Give back the lines below exactly, but do not include any pictures.

*** Source data ***

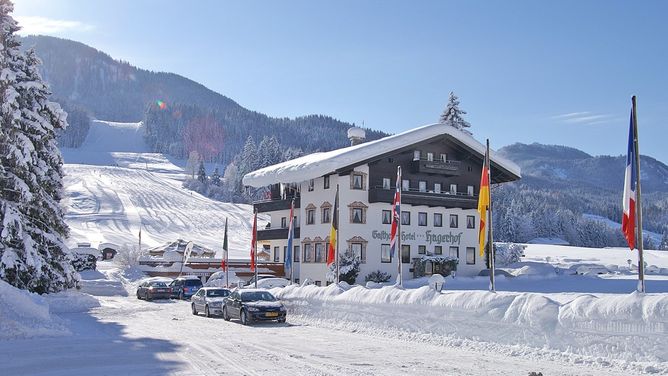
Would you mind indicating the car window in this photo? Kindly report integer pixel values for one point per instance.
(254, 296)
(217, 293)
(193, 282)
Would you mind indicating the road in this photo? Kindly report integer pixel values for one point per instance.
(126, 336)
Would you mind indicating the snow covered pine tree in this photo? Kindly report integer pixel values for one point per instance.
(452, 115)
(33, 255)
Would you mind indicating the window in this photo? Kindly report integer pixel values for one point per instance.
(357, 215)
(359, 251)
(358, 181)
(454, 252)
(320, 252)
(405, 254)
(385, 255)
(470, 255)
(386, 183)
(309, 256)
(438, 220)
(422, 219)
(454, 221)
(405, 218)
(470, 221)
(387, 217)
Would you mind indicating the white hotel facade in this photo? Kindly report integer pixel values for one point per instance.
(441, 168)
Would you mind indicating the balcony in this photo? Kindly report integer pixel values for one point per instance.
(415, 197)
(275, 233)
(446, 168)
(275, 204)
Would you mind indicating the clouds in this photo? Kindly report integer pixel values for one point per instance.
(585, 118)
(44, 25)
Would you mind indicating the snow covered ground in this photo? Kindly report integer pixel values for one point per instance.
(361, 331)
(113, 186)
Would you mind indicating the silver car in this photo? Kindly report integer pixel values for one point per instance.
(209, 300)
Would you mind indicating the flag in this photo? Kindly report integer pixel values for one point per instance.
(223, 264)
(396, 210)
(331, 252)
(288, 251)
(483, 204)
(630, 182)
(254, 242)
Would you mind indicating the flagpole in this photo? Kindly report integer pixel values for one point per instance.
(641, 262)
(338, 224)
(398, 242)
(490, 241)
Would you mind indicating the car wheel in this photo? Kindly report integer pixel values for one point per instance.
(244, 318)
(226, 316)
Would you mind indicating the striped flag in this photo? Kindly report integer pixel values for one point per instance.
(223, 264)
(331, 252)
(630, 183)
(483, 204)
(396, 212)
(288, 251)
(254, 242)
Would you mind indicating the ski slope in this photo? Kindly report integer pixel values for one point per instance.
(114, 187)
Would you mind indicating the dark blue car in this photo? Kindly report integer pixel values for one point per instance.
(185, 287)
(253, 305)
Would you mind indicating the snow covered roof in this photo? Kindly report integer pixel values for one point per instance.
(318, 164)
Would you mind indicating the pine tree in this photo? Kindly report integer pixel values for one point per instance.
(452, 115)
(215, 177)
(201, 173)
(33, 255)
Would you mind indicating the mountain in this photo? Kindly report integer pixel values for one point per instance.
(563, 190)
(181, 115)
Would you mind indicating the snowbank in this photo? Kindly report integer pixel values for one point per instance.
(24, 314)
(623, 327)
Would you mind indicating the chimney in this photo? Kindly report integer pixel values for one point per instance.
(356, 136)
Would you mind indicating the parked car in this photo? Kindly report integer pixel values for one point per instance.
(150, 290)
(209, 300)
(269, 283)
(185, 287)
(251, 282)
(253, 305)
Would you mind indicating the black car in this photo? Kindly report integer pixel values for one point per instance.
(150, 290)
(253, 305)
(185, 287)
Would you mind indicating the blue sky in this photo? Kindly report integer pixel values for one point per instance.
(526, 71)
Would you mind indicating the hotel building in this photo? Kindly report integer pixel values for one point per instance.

*** End of Source data ***

— Response —
Would you mind indicating the car window in this photo? Kindly report integer pixel values for one point per instance.
(254, 296)
(217, 293)
(193, 282)
Would you mind indicating the road in this photo? Kindly report integer pixel values for one point per instance.
(126, 336)
Would you mind indicating the snow covered pine tree in this photo? Kindly report integer pixel values for one point per instance.
(452, 115)
(33, 255)
Would you mind indicating the window in this photo? Kindly report integer pixel values for one point per instance.
(357, 215)
(359, 251)
(358, 181)
(454, 252)
(320, 252)
(405, 254)
(385, 255)
(470, 255)
(386, 183)
(309, 256)
(438, 220)
(422, 219)
(454, 221)
(405, 218)
(470, 221)
(387, 217)
Would you mind indicating the white hotel facade in this photo? Kindly report integer pixel values for one point per instance.
(441, 168)
Would you mind indicating the balcony in this photo? Kindly report integer pixel values for one point per instance.
(415, 197)
(275, 233)
(446, 168)
(275, 204)
Would you mind indicating the clouds in this photo? Kindly report integer pixel values for one point per instance.
(585, 118)
(44, 25)
Would you mind indicating the snow covered ground in this photo? Kindly report integer pixel values for one point per instance.
(361, 331)
(113, 186)
Would you mind indicating the silver car in this photo? Kindly report integer pixel values for one point per instance.
(209, 300)
Would you mind indicating the flag in this photo? Kindly report integer pixel values for one point per instance.
(223, 264)
(396, 210)
(331, 252)
(288, 251)
(483, 204)
(630, 182)
(254, 242)
Would you mind indicating the flagpole in this photo? Kindly report integer pixel values for one point per instance.
(641, 262)
(338, 224)
(398, 242)
(490, 241)
Would you mind indicating the car wheel in this photo? Kindly report integer pixel values for one point per instance.
(244, 318)
(226, 316)
Would you mind indicating the striped flag in this photo? Kindly report integer pixel values for one point per instance.
(223, 264)
(331, 252)
(630, 183)
(483, 204)
(396, 212)
(288, 251)
(254, 242)
Would you mind indicating the ski slope in this photo? Kindly report integer pixel values for one point per instance.
(114, 187)
Would you mind indicating the dark blue car in this photo? Kindly report integer pixel values for one point per instance.
(185, 287)
(253, 305)
Would you mind indicating the snow covered roof in this photo? Kindly report integer pixel values for one point per instance.
(318, 164)
Would you mind indicating the pine tree in this photo? Kindly report integer pixel values for one point per instance.
(452, 115)
(215, 177)
(201, 173)
(33, 255)
Would you mind indicating the mountain in this photo? Kindly report integer pixel values for one point per instance.
(563, 190)
(181, 115)
Would you mind indicating the snowbank in this photo? Kindly report integer pixel values for one point per instance.
(24, 314)
(623, 327)
Would you mind indicating the chimney in this photo? Kindly report integer pixel values for one point per instance.
(356, 136)
Would you mind indicating the parked car in this photo? Kindly report integer pixel values for one point per instance.
(150, 290)
(209, 300)
(269, 283)
(185, 287)
(251, 282)
(253, 305)
Would you mind indicating the black car in this photo? Kindly report integer pixel values for one point per instance.
(150, 290)
(253, 305)
(185, 287)
Would you mind indicating the blue sky in this photo? Kindly report integer pixel values for one point per instance.
(526, 71)
Would you mind indicating the hotel building in this photo? Kindly report integer pixel values for one point per instance.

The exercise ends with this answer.